Saved entries
_ _ _ _ _ _ _

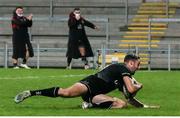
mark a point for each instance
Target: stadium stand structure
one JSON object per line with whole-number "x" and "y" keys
{"x": 52, "y": 35}
{"x": 138, "y": 29}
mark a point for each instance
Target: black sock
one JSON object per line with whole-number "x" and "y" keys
{"x": 24, "y": 61}
{"x": 107, "y": 104}
{"x": 85, "y": 60}
{"x": 50, "y": 92}
{"x": 14, "y": 64}
{"x": 69, "y": 61}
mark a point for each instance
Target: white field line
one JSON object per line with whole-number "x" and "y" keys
{"x": 43, "y": 77}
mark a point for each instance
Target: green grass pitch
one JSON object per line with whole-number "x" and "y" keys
{"x": 160, "y": 88}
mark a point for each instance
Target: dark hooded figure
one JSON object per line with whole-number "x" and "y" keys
{"x": 78, "y": 44}
{"x": 22, "y": 47}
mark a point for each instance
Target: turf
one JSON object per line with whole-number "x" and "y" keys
{"x": 160, "y": 88}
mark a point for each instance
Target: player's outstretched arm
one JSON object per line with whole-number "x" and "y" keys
{"x": 138, "y": 104}
{"x": 130, "y": 85}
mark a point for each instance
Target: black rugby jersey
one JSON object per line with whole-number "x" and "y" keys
{"x": 113, "y": 75}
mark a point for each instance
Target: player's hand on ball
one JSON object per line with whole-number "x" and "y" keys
{"x": 151, "y": 106}
{"x": 127, "y": 94}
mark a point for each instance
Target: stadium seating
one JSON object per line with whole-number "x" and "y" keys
{"x": 137, "y": 36}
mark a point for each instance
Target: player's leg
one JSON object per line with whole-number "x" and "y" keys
{"x": 25, "y": 59}
{"x": 104, "y": 101}
{"x": 69, "y": 64}
{"x": 84, "y": 59}
{"x": 75, "y": 90}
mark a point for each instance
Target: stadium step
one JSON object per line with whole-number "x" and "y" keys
{"x": 147, "y": 24}
{"x": 146, "y": 28}
{"x": 170, "y": 4}
{"x": 133, "y": 45}
{"x": 145, "y": 33}
{"x": 139, "y": 41}
{"x": 155, "y": 12}
{"x": 116, "y": 56}
{"x": 139, "y": 37}
{"x": 138, "y": 29}
{"x": 153, "y": 16}
{"x": 152, "y": 8}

_ _ _ _ _ _ _

Goal:
Count the lines in the listing above that contain the string "stadium". Give only the number.

Answer for this exercise:
3